What is being asked: Copy out exactly every line from the line containing "the tall shrine" until the records below end, inclusive of both boundary lines.

Provided information:
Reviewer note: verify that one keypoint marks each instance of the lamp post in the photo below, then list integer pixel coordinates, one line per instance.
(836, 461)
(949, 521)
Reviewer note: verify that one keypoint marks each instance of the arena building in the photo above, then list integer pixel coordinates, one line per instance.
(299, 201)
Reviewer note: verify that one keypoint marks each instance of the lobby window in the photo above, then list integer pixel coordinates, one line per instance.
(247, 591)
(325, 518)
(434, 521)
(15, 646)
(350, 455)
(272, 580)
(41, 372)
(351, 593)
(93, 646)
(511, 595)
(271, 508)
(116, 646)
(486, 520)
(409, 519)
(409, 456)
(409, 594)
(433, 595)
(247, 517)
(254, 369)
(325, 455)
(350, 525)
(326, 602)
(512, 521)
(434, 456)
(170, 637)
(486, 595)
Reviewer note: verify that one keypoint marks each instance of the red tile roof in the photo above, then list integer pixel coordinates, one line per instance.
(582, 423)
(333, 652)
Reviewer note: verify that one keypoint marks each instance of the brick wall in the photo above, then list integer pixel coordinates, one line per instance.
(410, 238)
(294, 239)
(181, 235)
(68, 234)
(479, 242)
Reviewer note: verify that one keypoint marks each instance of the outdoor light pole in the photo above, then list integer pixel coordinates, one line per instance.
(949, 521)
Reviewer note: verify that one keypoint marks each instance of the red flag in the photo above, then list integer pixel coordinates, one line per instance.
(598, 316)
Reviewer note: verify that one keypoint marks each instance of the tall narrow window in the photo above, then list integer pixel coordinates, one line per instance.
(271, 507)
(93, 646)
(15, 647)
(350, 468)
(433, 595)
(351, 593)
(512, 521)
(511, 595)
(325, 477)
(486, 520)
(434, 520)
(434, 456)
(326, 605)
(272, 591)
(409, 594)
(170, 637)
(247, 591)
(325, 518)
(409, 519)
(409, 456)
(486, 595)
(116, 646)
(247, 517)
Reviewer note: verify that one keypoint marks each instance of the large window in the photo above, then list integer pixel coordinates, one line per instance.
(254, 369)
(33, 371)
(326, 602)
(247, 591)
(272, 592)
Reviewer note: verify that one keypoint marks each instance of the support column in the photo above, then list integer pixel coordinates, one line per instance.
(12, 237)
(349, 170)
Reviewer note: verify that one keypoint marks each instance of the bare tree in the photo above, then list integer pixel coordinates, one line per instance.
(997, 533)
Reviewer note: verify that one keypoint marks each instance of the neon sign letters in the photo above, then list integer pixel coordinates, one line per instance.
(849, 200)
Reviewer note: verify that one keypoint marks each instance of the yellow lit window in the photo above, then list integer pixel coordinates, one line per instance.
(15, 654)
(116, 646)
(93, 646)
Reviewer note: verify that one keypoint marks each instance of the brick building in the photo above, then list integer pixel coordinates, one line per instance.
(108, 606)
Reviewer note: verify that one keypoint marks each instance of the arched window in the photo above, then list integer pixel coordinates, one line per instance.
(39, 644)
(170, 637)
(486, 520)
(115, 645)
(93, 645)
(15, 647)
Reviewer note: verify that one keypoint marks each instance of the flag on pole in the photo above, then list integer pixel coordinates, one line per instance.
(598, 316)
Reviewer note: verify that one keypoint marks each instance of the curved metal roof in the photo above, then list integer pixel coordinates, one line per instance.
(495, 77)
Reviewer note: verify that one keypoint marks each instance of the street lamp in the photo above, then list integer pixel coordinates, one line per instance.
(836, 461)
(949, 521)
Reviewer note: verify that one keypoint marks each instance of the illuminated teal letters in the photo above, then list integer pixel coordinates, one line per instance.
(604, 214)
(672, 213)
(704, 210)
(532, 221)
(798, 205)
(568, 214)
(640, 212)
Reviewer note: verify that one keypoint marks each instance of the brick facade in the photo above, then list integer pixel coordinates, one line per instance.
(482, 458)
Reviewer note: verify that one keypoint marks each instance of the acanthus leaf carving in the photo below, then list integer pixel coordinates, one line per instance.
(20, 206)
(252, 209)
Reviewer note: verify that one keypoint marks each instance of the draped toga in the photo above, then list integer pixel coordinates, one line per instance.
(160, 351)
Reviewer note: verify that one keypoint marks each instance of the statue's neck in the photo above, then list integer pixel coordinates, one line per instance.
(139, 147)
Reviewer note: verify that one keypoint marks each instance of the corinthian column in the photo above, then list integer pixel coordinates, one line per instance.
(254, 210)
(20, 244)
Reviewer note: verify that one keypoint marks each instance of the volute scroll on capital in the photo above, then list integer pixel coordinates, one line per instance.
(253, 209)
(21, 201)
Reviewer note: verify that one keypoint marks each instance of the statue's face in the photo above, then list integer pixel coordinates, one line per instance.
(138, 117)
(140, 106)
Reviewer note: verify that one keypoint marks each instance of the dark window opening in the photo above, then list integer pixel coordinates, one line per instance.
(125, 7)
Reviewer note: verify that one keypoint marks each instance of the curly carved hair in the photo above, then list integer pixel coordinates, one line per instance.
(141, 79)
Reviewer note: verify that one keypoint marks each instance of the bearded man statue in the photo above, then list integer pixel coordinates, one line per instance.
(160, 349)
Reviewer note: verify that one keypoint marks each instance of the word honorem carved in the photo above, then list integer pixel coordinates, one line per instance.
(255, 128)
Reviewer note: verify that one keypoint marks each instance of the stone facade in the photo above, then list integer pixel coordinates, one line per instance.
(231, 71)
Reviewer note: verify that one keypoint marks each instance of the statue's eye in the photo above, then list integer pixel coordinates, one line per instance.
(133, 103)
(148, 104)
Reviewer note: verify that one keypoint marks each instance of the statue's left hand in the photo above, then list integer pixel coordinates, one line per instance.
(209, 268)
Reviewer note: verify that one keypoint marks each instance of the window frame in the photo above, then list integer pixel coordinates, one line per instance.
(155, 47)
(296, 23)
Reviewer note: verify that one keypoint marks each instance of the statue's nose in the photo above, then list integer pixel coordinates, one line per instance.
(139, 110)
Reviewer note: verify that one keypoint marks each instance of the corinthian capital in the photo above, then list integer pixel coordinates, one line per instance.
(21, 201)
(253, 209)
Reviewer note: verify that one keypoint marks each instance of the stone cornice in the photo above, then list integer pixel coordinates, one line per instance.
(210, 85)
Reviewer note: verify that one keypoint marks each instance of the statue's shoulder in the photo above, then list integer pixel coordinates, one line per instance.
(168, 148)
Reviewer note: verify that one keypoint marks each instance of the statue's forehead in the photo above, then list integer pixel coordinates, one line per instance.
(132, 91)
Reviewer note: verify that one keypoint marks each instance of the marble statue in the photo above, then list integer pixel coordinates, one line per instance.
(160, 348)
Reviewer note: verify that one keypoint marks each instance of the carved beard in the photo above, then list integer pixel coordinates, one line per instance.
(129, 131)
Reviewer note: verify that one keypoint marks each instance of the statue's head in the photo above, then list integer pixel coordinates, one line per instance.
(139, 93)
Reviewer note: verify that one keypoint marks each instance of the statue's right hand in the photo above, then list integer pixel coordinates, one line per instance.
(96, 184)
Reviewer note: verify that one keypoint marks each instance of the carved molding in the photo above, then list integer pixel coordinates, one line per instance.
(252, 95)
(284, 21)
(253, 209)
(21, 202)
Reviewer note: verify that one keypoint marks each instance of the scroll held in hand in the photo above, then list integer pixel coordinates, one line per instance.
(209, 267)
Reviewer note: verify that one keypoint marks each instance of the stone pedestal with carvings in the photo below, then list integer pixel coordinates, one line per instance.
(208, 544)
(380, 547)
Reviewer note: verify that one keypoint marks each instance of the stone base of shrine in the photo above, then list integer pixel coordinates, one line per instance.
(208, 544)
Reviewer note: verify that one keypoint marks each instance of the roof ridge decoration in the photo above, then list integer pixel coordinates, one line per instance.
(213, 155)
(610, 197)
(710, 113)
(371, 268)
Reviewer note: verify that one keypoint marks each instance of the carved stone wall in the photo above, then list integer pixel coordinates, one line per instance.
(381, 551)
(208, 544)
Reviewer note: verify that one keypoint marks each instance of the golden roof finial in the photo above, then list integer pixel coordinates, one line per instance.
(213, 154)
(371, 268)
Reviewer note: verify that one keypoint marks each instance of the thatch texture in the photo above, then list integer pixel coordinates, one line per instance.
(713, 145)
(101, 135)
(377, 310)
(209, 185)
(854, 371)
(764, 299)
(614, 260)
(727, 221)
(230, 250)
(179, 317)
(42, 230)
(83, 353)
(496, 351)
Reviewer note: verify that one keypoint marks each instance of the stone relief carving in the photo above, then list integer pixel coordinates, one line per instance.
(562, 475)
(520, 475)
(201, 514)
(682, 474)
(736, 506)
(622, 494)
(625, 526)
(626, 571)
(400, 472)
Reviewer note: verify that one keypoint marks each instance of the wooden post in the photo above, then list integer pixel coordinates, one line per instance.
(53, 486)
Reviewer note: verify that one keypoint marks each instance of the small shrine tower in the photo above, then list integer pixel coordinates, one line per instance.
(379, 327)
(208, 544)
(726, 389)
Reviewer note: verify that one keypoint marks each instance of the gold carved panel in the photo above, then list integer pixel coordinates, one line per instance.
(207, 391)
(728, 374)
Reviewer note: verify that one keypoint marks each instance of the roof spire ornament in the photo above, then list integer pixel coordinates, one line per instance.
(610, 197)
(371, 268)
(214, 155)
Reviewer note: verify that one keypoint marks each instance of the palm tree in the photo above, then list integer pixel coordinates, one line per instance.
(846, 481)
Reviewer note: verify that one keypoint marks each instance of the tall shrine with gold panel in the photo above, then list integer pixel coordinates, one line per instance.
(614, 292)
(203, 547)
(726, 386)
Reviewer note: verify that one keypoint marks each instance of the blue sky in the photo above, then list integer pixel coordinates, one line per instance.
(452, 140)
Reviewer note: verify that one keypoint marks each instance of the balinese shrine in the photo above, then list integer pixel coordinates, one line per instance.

Answer to the problem:
Reviewer note: verify that one keypoint marks each instance of the tall shrine with gold panel in the photo above, then list integer pixel coordinates, one line per instance.
(614, 292)
(203, 547)
(726, 386)
Reviewer note: verify that one keypoint marks each instance of the blue sky in the photo above, then list integer pixel coordinates, one line per instance.
(452, 140)
Reviewer note: verify that one keypoint marks each instance of the balinese shrine in the photo above, then list integer pixel coordinates, one line per instance.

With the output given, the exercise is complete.